Given problem a: Reproduce a portion of the article on Aboriginal land rights legislation verbatim, beginning at the words "Commonwealth, State, and" and stopping after the words "of social reform.".

Excerpted passage:
——

= Aboriginal land rights legislation in Australia =

Commonwealth, State, and Territory Parliaments of Australia have passed Aboriginal land rights legislation.

==Aboriginal Lands Trust Act 1966 (SA) ==
The Aboriginal Lands Trust Act 1966 established the South Australian Aboriginal Lands Trust.

== Aboriginal Lands Act 1970 (VIC)==
Victorian Aboriginal Lands Act 1970

==Aboriginal Land Rights Act 1976 (Cwth)==

The Aboriginal Land Rights (Northern Territory) Act 1976 (ALRA) provides the basis upon which Aboriginal Australian people in the Northern Territory can claim rights to land based on traditional occupation. It was the first law by any Australian government that legally recognised the Aboriginal system of land ownership, and legislated the concept of inalienable freehold title, as such was a fundamental piece of social reform.

As a result of the findings of the Woodward Aboriginal Land Rights Commission, a Royal Commission, the Fraser Government enacted the Aboriginal Land Rights Act in 1976, after its drafting by the Whitlam Labor Government in 1975. Four land councils were established under this law. It established the basis upon which Aboriginal people in the Northern Territory could, for the first time, claim rights to land based on traditional occupation. This Act was the first Australian law which allowed a claim of title if claimants could provide evidence of their traditional association with land.

——

Dataset content:

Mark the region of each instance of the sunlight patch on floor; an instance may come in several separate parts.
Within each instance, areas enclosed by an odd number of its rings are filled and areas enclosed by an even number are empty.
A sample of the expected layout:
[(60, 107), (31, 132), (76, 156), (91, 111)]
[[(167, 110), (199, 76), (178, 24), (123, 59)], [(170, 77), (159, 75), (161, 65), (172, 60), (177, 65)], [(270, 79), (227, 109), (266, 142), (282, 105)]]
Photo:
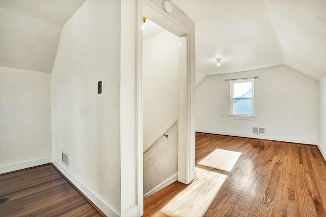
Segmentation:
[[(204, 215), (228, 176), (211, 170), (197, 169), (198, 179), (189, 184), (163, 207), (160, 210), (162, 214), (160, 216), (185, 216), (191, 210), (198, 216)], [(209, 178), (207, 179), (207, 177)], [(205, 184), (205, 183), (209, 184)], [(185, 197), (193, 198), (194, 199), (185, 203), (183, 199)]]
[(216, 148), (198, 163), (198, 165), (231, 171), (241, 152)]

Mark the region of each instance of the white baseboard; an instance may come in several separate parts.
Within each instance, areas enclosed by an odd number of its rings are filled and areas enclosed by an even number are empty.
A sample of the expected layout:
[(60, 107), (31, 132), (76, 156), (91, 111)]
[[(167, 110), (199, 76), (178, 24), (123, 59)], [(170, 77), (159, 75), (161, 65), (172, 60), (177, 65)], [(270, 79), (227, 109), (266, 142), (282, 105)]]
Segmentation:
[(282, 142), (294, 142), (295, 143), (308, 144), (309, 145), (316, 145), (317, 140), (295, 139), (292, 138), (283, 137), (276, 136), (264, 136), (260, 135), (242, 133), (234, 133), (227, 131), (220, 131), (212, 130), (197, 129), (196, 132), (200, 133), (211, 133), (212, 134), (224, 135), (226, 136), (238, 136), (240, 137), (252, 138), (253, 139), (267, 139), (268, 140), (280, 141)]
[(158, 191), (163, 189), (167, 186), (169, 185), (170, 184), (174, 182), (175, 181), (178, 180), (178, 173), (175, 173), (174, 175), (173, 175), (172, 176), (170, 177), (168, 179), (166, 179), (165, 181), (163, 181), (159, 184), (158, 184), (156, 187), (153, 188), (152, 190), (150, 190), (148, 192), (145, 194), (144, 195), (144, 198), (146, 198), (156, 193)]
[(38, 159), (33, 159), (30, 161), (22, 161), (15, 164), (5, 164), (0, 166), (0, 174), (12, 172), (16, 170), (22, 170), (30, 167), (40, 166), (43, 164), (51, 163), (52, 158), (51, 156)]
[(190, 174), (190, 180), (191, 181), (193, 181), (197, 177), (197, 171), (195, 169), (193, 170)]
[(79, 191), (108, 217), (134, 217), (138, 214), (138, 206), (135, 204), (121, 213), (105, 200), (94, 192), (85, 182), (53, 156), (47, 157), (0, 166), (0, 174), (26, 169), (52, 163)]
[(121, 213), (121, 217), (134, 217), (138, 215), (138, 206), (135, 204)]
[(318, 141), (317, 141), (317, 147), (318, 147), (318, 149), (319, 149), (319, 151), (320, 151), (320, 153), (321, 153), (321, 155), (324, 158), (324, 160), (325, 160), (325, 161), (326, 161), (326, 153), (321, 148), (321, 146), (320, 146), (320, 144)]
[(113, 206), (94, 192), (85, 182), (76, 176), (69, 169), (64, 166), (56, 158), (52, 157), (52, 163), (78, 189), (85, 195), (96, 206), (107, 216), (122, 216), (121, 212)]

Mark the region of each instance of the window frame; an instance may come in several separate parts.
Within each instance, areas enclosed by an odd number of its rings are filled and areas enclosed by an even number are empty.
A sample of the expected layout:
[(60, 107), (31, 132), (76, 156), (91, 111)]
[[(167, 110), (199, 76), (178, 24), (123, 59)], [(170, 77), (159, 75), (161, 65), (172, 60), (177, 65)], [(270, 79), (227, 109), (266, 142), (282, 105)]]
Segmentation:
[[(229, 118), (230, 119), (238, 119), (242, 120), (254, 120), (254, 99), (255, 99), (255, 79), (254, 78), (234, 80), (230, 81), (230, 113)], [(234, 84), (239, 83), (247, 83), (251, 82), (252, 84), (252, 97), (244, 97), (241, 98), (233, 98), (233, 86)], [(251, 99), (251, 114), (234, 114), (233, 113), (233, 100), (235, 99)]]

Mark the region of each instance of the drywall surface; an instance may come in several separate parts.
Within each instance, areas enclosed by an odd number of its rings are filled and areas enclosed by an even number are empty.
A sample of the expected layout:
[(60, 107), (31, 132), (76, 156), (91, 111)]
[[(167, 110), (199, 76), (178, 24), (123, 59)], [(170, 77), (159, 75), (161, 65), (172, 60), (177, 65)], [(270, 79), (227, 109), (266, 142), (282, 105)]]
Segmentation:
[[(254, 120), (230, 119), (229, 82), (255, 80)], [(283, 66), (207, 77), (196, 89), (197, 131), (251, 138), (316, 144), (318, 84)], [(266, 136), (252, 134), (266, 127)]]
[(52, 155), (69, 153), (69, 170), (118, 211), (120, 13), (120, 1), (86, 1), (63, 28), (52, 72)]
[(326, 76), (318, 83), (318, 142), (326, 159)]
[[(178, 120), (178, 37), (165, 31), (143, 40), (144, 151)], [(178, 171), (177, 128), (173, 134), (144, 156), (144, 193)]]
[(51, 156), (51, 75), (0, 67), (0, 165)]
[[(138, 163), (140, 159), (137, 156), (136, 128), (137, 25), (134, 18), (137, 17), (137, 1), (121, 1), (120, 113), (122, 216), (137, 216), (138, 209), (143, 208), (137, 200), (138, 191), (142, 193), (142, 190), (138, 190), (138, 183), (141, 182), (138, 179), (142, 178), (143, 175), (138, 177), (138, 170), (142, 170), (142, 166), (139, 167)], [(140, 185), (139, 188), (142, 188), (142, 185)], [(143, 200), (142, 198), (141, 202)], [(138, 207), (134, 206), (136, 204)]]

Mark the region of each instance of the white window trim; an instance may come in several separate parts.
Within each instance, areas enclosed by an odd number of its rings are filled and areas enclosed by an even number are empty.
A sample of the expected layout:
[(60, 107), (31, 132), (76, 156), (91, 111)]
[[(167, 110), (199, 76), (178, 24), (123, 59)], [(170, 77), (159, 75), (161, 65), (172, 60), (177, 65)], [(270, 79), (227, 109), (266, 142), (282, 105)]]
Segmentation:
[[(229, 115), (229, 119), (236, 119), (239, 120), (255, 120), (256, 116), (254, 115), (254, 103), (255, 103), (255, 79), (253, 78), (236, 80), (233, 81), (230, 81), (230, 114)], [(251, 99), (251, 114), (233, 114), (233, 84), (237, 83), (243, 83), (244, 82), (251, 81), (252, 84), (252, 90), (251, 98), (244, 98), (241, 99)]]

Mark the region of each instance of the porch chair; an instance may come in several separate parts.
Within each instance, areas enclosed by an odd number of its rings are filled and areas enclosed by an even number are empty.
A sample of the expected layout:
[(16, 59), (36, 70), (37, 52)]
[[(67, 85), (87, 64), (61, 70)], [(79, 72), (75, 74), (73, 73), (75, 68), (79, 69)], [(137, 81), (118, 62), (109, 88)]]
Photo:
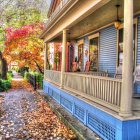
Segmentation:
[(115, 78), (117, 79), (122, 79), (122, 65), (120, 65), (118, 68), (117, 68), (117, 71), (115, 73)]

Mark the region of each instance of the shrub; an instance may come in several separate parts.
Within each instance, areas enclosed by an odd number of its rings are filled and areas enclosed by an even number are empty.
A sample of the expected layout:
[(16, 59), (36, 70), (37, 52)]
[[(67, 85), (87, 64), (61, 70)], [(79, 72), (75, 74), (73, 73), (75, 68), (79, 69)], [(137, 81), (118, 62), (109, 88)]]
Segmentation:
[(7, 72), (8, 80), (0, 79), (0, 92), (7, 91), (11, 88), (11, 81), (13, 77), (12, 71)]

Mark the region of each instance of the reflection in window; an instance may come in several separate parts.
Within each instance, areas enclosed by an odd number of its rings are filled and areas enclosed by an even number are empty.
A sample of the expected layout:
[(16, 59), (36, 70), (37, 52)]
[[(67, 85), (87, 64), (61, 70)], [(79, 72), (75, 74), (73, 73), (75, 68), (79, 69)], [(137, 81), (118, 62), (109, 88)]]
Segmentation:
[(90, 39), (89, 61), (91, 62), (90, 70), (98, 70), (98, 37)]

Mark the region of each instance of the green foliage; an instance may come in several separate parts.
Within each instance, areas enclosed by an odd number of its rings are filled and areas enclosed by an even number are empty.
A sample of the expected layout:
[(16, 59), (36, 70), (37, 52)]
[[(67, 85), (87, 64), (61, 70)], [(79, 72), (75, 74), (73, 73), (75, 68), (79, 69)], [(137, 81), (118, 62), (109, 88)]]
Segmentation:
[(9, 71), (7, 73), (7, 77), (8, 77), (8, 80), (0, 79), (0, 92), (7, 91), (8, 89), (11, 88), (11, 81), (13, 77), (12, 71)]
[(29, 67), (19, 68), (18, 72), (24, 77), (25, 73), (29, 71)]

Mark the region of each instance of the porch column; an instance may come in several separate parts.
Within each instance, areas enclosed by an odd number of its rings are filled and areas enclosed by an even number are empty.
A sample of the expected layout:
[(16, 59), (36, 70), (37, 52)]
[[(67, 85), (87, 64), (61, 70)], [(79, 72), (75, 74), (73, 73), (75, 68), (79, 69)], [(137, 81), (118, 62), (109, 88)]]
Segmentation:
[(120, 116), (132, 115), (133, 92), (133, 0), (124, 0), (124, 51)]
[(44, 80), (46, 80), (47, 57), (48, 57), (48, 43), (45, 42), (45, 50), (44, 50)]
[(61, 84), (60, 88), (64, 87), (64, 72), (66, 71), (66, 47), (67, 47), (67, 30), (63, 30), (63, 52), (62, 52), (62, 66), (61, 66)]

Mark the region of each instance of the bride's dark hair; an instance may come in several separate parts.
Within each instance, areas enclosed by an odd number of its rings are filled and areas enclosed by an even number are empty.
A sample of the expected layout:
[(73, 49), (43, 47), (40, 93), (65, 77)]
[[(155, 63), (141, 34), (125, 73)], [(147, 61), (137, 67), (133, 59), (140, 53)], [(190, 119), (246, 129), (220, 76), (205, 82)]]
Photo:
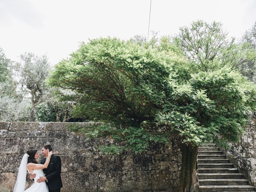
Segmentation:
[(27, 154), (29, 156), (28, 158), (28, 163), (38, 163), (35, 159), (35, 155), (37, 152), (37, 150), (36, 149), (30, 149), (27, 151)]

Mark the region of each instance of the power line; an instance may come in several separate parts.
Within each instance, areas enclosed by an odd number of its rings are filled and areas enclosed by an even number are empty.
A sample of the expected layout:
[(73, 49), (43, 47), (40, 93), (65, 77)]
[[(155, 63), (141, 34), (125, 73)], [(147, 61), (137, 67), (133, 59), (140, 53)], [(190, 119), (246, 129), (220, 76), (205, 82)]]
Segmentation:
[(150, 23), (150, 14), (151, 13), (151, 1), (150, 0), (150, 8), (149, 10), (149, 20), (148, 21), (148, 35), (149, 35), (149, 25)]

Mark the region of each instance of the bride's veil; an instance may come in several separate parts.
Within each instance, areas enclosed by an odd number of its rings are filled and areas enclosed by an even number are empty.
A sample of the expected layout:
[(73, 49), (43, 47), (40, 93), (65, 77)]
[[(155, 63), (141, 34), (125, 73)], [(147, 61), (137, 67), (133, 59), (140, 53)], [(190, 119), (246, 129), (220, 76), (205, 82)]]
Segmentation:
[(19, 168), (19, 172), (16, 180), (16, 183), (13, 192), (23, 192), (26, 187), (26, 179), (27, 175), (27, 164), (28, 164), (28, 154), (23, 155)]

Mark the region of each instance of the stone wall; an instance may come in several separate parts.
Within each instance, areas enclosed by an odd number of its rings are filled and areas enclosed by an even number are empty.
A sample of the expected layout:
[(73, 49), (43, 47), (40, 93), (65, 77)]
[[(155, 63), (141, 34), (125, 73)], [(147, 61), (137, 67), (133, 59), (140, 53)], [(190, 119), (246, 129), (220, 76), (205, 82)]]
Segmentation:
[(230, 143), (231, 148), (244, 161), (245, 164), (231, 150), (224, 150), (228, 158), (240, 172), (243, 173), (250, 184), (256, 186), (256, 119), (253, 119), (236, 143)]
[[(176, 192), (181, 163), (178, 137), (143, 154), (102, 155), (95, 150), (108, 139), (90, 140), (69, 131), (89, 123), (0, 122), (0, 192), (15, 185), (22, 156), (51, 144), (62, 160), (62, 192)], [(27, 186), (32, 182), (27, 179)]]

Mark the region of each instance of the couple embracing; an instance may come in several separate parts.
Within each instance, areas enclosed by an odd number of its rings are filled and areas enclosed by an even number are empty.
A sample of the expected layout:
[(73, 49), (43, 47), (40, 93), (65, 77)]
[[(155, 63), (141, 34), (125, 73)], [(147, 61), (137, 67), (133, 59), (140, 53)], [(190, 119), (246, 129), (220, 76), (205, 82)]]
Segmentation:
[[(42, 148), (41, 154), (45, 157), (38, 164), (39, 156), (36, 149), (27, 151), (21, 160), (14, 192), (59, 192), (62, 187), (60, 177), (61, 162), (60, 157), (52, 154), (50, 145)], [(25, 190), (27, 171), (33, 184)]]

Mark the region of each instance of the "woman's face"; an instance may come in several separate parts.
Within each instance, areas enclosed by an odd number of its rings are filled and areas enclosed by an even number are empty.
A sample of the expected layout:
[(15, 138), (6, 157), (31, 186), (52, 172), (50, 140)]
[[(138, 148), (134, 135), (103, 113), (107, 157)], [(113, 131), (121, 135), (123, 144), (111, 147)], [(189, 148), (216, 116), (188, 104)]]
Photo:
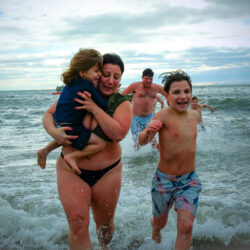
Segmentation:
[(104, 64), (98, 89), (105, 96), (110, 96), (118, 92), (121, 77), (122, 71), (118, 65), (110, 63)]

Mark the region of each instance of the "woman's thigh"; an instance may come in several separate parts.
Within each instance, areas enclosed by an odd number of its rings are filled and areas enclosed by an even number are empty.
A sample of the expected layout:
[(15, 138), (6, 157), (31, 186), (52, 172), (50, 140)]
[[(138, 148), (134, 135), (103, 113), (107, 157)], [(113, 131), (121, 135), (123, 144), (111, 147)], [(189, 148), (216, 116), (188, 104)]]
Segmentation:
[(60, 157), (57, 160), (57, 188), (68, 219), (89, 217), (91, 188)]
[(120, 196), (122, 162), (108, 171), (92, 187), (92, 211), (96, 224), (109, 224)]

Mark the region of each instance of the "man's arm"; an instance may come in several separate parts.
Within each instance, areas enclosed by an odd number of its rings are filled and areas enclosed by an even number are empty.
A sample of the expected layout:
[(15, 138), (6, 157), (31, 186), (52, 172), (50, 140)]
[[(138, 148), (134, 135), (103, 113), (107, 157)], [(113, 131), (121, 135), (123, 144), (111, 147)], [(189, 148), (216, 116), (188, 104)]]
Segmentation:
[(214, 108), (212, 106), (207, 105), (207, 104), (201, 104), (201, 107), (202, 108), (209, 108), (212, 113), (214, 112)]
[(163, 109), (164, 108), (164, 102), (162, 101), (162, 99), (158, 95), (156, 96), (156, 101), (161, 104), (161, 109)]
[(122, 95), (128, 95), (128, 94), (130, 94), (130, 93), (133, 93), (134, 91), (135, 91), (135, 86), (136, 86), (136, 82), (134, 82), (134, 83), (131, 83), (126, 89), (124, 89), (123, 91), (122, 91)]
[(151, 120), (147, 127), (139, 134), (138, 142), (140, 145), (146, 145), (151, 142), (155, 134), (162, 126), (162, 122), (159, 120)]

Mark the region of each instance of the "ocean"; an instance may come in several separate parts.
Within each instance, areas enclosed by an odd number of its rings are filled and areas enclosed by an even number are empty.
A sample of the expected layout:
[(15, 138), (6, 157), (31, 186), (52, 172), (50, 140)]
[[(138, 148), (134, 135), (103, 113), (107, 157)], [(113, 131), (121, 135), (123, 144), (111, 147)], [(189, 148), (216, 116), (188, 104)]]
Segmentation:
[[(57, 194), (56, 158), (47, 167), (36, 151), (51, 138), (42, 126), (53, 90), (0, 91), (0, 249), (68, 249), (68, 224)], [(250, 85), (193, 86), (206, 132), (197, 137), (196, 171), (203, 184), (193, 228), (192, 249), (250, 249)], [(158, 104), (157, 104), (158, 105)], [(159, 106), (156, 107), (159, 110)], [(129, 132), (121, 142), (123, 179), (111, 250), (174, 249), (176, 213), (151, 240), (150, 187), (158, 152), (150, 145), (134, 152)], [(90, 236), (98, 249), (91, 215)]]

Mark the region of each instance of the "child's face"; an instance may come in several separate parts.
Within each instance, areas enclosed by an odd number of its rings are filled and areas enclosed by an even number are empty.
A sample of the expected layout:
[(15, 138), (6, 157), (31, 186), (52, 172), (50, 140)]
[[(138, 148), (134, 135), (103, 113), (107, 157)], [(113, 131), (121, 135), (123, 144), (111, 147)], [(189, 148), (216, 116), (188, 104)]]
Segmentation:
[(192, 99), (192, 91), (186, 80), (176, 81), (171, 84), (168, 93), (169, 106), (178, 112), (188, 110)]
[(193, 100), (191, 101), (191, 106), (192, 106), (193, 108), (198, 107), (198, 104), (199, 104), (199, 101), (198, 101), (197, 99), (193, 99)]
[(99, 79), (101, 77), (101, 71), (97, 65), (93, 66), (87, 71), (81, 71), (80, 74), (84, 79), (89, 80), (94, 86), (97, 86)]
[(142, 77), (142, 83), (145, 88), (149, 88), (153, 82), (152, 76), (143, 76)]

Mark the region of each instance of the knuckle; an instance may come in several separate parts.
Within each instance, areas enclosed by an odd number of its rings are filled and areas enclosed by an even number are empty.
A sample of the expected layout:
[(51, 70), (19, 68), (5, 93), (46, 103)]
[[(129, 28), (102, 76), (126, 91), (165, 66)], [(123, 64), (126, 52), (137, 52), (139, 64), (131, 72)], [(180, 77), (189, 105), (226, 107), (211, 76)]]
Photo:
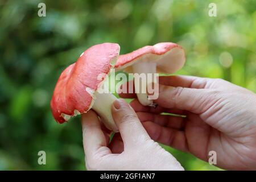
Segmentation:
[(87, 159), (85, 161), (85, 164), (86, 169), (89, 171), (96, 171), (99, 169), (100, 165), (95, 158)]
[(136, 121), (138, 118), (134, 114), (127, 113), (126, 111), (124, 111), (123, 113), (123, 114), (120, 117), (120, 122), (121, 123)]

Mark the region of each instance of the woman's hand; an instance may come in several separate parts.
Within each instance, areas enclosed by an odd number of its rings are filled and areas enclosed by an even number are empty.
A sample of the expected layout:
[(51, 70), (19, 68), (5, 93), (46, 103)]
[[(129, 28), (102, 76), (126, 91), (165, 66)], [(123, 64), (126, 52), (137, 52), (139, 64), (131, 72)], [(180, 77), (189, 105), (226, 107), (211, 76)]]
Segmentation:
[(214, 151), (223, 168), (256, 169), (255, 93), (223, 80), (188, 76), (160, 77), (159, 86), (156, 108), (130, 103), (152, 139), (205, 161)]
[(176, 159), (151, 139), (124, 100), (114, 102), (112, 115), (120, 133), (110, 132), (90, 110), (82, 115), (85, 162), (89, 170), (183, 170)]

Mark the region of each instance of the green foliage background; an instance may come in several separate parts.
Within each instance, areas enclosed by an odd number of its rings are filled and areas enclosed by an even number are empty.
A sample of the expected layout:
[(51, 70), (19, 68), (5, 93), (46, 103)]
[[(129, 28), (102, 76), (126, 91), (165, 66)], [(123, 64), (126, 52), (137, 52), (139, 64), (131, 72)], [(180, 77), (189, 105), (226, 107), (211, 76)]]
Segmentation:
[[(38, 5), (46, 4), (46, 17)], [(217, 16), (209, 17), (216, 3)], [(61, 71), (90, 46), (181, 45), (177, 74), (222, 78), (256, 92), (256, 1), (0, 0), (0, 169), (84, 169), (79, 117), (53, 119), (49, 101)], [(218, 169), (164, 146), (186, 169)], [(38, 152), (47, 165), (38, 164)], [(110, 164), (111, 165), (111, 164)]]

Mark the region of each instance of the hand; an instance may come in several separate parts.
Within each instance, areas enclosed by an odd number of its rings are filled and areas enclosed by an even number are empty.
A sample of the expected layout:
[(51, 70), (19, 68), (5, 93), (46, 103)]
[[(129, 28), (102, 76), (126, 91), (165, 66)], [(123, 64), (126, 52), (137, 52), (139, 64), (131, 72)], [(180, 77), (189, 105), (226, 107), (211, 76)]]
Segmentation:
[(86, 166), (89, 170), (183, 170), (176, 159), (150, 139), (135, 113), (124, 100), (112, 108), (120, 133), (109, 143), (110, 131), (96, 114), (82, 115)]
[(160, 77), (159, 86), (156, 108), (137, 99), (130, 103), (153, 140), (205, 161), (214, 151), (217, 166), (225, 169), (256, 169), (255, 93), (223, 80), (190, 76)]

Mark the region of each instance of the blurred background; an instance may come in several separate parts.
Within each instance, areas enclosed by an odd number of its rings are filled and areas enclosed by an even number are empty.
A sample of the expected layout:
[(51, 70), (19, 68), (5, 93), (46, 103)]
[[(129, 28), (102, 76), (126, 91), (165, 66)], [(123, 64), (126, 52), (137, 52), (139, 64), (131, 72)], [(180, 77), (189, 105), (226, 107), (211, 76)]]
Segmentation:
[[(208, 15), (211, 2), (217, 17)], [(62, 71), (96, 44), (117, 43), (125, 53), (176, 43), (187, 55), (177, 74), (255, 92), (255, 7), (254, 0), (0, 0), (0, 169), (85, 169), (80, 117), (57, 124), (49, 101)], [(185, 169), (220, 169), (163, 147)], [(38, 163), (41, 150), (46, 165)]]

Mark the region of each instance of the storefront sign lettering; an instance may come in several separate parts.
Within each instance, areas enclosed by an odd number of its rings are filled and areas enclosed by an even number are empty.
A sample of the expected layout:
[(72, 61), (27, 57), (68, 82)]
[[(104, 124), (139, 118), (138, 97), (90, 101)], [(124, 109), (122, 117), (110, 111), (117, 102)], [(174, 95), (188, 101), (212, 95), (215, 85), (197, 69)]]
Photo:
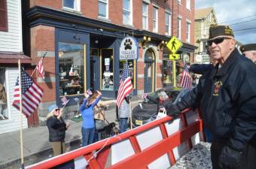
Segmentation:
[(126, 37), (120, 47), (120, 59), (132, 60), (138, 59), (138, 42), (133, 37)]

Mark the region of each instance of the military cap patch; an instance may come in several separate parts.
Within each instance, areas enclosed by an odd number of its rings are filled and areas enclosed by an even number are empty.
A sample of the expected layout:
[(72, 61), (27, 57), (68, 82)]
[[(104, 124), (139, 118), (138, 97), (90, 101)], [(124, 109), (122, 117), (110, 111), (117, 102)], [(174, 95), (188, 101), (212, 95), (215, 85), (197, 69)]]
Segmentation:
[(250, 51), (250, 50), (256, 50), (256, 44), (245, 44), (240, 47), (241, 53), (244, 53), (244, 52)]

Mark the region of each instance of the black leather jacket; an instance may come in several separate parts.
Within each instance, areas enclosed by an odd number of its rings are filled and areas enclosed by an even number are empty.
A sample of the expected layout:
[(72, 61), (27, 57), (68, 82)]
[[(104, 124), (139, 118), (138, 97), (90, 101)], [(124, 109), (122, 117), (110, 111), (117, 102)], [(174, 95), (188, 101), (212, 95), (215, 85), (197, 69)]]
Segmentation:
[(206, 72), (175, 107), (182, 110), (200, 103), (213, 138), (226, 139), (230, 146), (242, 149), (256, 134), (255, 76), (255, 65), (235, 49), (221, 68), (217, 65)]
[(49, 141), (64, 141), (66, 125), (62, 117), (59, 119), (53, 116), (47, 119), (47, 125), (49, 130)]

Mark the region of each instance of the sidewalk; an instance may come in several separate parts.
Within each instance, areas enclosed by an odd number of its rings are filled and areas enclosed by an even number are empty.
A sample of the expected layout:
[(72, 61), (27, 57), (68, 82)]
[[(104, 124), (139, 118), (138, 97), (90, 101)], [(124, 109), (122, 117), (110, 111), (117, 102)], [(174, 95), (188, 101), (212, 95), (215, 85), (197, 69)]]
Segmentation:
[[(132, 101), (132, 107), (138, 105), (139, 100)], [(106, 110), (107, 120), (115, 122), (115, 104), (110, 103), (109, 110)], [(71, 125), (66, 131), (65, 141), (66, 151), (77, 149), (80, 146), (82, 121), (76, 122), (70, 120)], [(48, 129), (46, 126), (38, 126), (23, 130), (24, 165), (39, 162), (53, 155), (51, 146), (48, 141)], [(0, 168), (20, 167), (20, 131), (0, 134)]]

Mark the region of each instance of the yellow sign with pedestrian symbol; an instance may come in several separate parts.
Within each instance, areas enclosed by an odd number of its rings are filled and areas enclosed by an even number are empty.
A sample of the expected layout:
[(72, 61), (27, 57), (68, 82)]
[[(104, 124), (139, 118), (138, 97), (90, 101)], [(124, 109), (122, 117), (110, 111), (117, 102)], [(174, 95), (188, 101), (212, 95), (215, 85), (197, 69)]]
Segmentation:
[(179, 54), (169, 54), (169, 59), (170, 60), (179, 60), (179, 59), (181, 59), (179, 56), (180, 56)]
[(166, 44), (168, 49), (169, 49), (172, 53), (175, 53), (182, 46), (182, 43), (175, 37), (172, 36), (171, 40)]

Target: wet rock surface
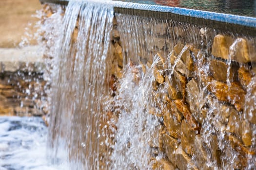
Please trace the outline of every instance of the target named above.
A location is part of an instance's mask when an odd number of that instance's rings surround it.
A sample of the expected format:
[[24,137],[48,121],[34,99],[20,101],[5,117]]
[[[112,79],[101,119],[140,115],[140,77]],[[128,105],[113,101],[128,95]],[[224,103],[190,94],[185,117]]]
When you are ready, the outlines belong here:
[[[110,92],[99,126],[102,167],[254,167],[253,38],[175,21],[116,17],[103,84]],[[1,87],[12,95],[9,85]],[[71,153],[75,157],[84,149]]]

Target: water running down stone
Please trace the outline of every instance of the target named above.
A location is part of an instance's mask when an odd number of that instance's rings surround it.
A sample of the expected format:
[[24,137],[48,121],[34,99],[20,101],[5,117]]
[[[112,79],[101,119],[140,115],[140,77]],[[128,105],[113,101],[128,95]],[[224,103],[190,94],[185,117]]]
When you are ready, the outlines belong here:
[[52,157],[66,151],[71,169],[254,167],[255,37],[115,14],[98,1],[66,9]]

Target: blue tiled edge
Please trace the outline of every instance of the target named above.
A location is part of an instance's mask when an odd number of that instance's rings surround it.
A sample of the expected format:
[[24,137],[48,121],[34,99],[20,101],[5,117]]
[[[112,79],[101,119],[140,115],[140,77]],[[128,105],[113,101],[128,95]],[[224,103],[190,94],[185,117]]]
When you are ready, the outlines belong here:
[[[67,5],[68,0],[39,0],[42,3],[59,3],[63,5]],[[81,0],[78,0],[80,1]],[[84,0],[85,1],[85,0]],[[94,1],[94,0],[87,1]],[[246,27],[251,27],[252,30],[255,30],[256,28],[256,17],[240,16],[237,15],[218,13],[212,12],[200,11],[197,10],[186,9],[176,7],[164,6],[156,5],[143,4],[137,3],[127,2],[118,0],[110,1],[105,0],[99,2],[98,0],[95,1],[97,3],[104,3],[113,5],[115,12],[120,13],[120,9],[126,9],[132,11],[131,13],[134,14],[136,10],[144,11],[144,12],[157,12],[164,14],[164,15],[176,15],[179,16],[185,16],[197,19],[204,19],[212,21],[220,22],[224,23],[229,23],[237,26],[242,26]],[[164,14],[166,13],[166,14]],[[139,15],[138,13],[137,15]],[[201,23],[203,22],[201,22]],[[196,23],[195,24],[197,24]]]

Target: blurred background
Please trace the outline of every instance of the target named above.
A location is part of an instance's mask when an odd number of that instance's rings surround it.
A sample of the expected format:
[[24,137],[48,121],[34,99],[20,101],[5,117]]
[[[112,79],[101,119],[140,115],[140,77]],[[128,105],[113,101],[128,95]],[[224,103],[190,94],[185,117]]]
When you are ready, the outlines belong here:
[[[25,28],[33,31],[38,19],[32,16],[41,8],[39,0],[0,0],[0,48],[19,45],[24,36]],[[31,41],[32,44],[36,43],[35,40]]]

——

Given problem b: State only the number of lines in the listing that contain the string "blurred".

Finished answer a:
Commonwealth, State, and Territory Parliaments of Australia have passed Aboriginal land rights legislation.

==Aboriginal Lands Trust Act 1966 (SA) ==
The Aboriginal Lands Trust Act 1966 established the South Australian Aboriginal Lands Trust.

== Aboriginal Lands Act 1970 (VIC)==
Victorian Aboriginal Lands Act 1970

==Aboriginal Land Rights Act 1976 (Cwth)==

The Aboriginal Land Rights (Northern Territory) Act 1976 (ALRA) provides the basis upon which Aboriginal Australian people in the Northern Territory can claim rights to land based on traditional occupation. It was the first law by any Australian government that legally recognised the Aboriginal system of land ownership, and legislated the concept of inalienable freehold title, as such was a fundamental piece of social reform.

Finished answer b: 2